Kumpulan Tugas:
1 – Sebutkan semua nama tempat yang muncul dalam dua paragraf pertama tulisan tentang pencarian obat virus corona setelah nama penulis. Jangan sertakan "wih klitu".
2 – Salin persis sebagian tulisan tentang pencarian obat virus corona. Mulailah dari kata-kata "Kita apresiasi orang-orang" dan berhentilah setelah kata-kata "jalur transportasi dibatasi.".

Kutipan Sumber:
Oleh : Fauzan Azima*
Seorang sahabat berpose di tepi Danau Lut Tawar dan menulis di dinding facebook-nya, “Kalau kami bilang, air danau ini bisa menjadi obat virus corona, pasti seluruh dunia akan berbondong-bondong datang ke Takengon.”
Sebelum saya baca postingannya, saya dinasihatkan orang tua agar sering minum air dari sumber mata air dicampur dengan air mesjid. Saya bisa membayangkan air itu “wih klitu,” Aceh Tengah dan air mesjid asal Penampaan, Gayo Lues.
Mungkin saja “obat kampung” itu mujarab, tetapi faktanya hari ini, kita sekarang memang seperti orang hanyut di sungai besar dalam mencari obat anti virus corona. Benda apapun yang lewat di depan kita untuk keselamatan akan kita raih.
Kita apresiasi orang-orang yang mau mendedikasikan hidupnya untuk mencari dan meneliti obat anti Covid-19.
Dalam suasana musibah internasional, bersyukur kita punya Universitas Syiah Kuala (Unsyiah Banda Aceh) yang telah memiliki alat uji virus corona (VCR) dengan kemampuan memeriksa 96 orang dalam waktu satu jam.
Meskipun mereka harus menunggu izin dari Kemenkes RI. Mudah-mudahan Aceh bisa mandiri dan bisa mengetahui segera pasien yang positif, meskipun andai pada kemudian hari ada isolasi dan jalur transportasi dibatasi.
Semoga Kemenkes RI cepat memberi izin kepada Unsyiah menggunakan VCR agar “skenario” apapun yang terjadi terhadap Aceh bisa teratasi. Juga berdasarkan penelitian Unsyiah, “musibah massal” akan terjadi kalau tanpa ada penjarakan sosial, bahkan diprediksi sepertiga rakyat Aceh terpapar corona.
Saya yakin Allah akan memberi petunjuk kepada sebagian manusia, termasuk peneliti Unsyiah yang dikehendaki-Nya untuk menemukan obat anti virus corona.

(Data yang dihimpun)
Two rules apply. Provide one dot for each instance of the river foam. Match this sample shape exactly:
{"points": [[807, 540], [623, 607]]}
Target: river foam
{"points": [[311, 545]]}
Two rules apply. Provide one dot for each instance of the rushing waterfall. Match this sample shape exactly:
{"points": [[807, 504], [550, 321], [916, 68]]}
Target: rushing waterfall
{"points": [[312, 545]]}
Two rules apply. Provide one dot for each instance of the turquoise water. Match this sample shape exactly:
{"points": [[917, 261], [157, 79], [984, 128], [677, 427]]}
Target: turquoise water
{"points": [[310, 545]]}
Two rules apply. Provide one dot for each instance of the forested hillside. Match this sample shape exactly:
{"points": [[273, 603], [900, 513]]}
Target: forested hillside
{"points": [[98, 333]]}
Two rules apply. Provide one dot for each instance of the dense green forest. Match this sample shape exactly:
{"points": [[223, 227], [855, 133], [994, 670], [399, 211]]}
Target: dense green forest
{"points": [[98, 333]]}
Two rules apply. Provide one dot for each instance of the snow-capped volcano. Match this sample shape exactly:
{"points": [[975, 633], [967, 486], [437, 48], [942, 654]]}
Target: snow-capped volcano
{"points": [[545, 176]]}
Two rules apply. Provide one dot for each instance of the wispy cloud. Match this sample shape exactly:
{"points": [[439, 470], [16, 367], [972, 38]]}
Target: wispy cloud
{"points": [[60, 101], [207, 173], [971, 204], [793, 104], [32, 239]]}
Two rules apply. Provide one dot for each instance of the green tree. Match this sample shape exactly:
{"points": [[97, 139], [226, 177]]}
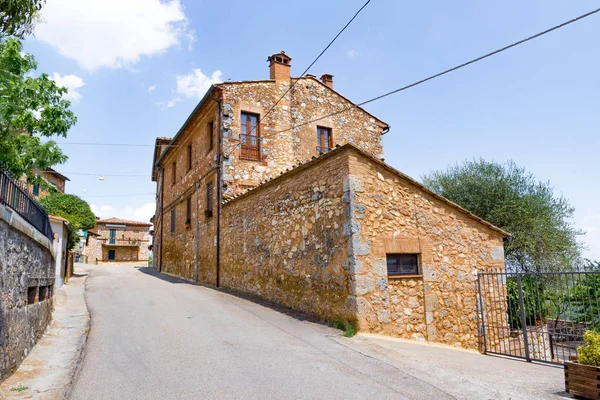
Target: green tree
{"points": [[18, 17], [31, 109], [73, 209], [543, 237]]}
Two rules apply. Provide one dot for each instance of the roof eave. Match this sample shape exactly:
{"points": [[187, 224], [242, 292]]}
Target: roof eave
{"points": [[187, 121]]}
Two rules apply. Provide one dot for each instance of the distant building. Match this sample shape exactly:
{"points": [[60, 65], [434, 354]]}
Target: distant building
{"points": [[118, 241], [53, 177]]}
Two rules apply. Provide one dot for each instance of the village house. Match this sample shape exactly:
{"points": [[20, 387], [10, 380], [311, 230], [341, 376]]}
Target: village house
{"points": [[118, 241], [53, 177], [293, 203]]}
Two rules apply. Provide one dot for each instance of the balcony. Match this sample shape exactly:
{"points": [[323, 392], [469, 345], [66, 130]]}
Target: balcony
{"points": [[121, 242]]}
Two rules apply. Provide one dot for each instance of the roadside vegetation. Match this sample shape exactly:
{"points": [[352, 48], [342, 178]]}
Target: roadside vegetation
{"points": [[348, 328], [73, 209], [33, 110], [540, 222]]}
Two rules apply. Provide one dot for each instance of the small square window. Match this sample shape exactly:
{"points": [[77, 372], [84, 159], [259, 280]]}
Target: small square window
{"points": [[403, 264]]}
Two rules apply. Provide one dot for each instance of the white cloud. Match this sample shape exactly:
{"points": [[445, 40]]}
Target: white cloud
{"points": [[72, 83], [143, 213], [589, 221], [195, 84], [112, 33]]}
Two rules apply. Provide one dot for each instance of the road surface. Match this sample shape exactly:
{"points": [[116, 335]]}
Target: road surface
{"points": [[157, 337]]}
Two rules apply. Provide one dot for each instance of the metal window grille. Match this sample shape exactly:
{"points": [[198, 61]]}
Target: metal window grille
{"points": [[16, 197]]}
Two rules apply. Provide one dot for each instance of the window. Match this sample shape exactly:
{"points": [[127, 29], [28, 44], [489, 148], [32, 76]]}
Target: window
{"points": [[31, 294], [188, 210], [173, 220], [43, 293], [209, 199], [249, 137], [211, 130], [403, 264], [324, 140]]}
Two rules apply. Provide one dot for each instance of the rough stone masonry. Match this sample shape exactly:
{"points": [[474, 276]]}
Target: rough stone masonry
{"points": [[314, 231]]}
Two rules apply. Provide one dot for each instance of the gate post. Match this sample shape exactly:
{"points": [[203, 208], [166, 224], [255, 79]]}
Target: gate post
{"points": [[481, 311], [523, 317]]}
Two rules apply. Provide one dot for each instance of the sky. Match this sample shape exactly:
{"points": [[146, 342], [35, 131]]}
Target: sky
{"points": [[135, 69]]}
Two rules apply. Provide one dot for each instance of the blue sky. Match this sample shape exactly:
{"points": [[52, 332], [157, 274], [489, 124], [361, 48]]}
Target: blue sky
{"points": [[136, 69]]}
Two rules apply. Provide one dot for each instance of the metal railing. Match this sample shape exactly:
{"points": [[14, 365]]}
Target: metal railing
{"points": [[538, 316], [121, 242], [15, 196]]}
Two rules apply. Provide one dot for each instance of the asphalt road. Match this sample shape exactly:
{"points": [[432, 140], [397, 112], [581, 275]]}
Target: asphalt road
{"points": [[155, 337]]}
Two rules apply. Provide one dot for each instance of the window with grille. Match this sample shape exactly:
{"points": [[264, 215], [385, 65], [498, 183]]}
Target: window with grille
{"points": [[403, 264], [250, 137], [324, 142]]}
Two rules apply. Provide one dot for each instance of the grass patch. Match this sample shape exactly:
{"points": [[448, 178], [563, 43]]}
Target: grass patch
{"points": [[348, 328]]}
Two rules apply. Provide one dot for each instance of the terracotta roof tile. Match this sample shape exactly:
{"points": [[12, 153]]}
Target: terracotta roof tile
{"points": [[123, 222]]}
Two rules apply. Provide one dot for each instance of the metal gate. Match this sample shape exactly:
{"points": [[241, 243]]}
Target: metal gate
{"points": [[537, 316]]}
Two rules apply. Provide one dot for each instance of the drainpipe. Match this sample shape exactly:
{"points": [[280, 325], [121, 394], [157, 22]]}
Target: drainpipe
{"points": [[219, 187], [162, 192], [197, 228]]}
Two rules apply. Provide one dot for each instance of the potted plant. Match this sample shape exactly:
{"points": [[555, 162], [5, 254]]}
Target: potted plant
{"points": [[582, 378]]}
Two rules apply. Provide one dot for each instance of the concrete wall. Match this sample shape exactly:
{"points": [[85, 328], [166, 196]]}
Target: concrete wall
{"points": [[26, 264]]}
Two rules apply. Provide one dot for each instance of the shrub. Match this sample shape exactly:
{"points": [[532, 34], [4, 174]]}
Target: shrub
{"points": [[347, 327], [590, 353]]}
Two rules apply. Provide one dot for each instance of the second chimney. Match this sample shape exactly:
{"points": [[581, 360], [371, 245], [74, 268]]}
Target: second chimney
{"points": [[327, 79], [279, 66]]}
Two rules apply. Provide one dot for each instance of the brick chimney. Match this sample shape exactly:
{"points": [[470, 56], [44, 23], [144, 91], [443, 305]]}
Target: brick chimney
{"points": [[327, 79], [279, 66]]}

Kunci Jawaban:
1 – Danau Lut Tawar, Takengon, Aceh Tengah, Penampaan, Gayo Lues

2 –
Kita apresiasi orang-orang yang mau mendedikasikan hidupnya untuk mencari dan meneliti obat anti Covid-19.
Dalam suasana musibah internasional, bersyukur kita punya Universitas Syiah Kuala (Unsyiah Banda Aceh) yang telah memiliki alat uji virus corona (VCR) dengan kemampuan memeriksa 96 orang dalam waktu satu jam.
Meskipun mereka harus menunggu izin dari Kemenkes RI. Mudah-mudahan Aceh bisa mandiri dan bisa mengetahui segera pasien yang positif, meskipun andai pada kemudian hari ada isolasi dan jalur transportasi dibatasi.